Task set:
a - In the Lumos abstract, rewrite the stretch from "The idea is" through "large token count.", substituting "camera unit" for "camera module".
b - According to the Lumos abstract, what qualities was the wearable designed to have? List all of them.
c - In the Lumos abstract, what accuracy and latency does the base model reach on Cloud TPU?

Given passage:
--

Abstract |
"The eye, the window of the soul, is the principal means by which the central sense can most completely and abundantly appreciate the infinite works of nature.” (Leonardo Da Vinci). Can you imagine life without this window? Around 300 million people across the globe are visually impaired. Our investigation, “Lumos”, aims to assist those visually impaired using modern 21st century technologies such as transformers and Large Language Models (LLMs).
The idea is simple: the user straps on a wearable, which they can speak to, by holding down a button on the device. Then the user gets a response, like talking to a human. The wearable contains a camera module, and a Raspberry Pi. An innovative radar feature may be implemented. The project is simple: a wearable was designed to be compact, intuitive, and able to run Edge AI using methods of optimising LLMs and transformers, through quantization and others. The VQA (Visual Question-Answering) model will be further fine-tuned and rigorously tested. Metrics and data regarding the model were collected in a Juypter notebook, which could be used to further optimise the model. The base model performs at approximately 80-84% accuracy at a latency of 1-3 seconds on Cloud TPU. We expect the mobile model to perform with over 70% accuracy on VQAv2 and others, favouring large token count.
In conclusion, our project aims to positively impact daily activities such as navigation and communication for visually impaired individuals, contributing to greater independence and accessibility.
|

--

Provided material:
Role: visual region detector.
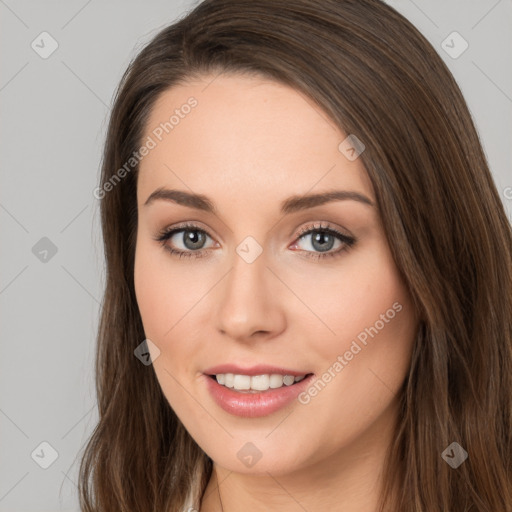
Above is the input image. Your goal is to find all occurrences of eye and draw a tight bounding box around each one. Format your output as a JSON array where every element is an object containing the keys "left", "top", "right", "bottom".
[
  {"left": 155, "top": 224, "right": 356, "bottom": 259},
  {"left": 292, "top": 224, "right": 356, "bottom": 259},
  {"left": 156, "top": 224, "right": 215, "bottom": 258}
]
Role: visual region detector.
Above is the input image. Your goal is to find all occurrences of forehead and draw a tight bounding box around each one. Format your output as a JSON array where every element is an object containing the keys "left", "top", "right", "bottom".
[{"left": 138, "top": 75, "right": 373, "bottom": 207}]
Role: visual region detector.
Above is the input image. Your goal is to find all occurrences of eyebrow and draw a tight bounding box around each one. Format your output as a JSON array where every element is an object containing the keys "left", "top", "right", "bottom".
[{"left": 144, "top": 187, "right": 374, "bottom": 214}]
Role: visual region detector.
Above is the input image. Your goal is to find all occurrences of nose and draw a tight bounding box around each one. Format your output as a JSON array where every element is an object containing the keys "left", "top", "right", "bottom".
[{"left": 216, "top": 245, "right": 286, "bottom": 342}]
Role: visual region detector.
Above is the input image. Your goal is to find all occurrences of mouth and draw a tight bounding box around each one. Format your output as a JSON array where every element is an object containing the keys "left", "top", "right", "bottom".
[
  {"left": 207, "top": 373, "right": 313, "bottom": 394},
  {"left": 203, "top": 367, "right": 315, "bottom": 418}
]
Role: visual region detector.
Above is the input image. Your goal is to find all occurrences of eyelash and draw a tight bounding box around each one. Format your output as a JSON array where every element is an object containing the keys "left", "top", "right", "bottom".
[{"left": 155, "top": 223, "right": 357, "bottom": 260}]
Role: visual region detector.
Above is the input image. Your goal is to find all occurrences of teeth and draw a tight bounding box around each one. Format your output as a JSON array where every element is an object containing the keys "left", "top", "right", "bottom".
[{"left": 215, "top": 373, "right": 305, "bottom": 391}]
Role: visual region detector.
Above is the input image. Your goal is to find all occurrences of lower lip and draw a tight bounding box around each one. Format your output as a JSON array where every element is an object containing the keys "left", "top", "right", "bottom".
[{"left": 204, "top": 374, "right": 314, "bottom": 418}]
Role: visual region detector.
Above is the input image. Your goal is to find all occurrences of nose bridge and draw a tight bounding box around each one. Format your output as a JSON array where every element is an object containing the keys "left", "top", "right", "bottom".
[{"left": 213, "top": 237, "right": 284, "bottom": 339}]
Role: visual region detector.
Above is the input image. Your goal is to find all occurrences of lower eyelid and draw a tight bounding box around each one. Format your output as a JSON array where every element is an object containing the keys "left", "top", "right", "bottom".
[{"left": 156, "top": 226, "right": 356, "bottom": 259}]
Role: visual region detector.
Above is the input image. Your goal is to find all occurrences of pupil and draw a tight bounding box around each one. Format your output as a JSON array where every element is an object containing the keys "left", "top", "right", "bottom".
[
  {"left": 313, "top": 231, "right": 334, "bottom": 252},
  {"left": 184, "top": 231, "right": 204, "bottom": 249}
]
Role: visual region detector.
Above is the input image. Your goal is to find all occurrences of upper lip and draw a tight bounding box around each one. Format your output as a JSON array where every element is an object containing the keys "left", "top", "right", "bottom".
[{"left": 204, "top": 364, "right": 310, "bottom": 377}]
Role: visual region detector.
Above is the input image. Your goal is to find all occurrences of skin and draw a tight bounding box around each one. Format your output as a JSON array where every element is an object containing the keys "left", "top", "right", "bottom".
[{"left": 135, "top": 74, "right": 417, "bottom": 512}]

--

Task-by-task results:
a -
The idea is simple: the user straps on a wearable, which they can speak to, by holding down a button on the device. Then the user gets a response, like talking to a human. The wearable contains a camera unit, and a Raspberry Pi. An innovative radar feature may be implemented. The project is simple: a wearable was designed to be compact, intuitive, and able to run Edge AI using methods of optimising LLMs and transformers, through quantization and others. The VQA (Visual Question-Answering) model will be further fine-tuned and rigorously tested. Metrics and data regarding the model were collected in a Juypter notebook, which could be used to further optimise the model. The base model performs at approximately 80-84% accuracy at a latency of 1-3 seconds on Cloud TPU. We expect the mobile model to perform with over 70% accuracy on VQAv2 and others, favouring large token count.

b - compact; intuitive; able to run Edge AI

c - Approximately 80-84% accuracy at a latency of 1-3 seconds.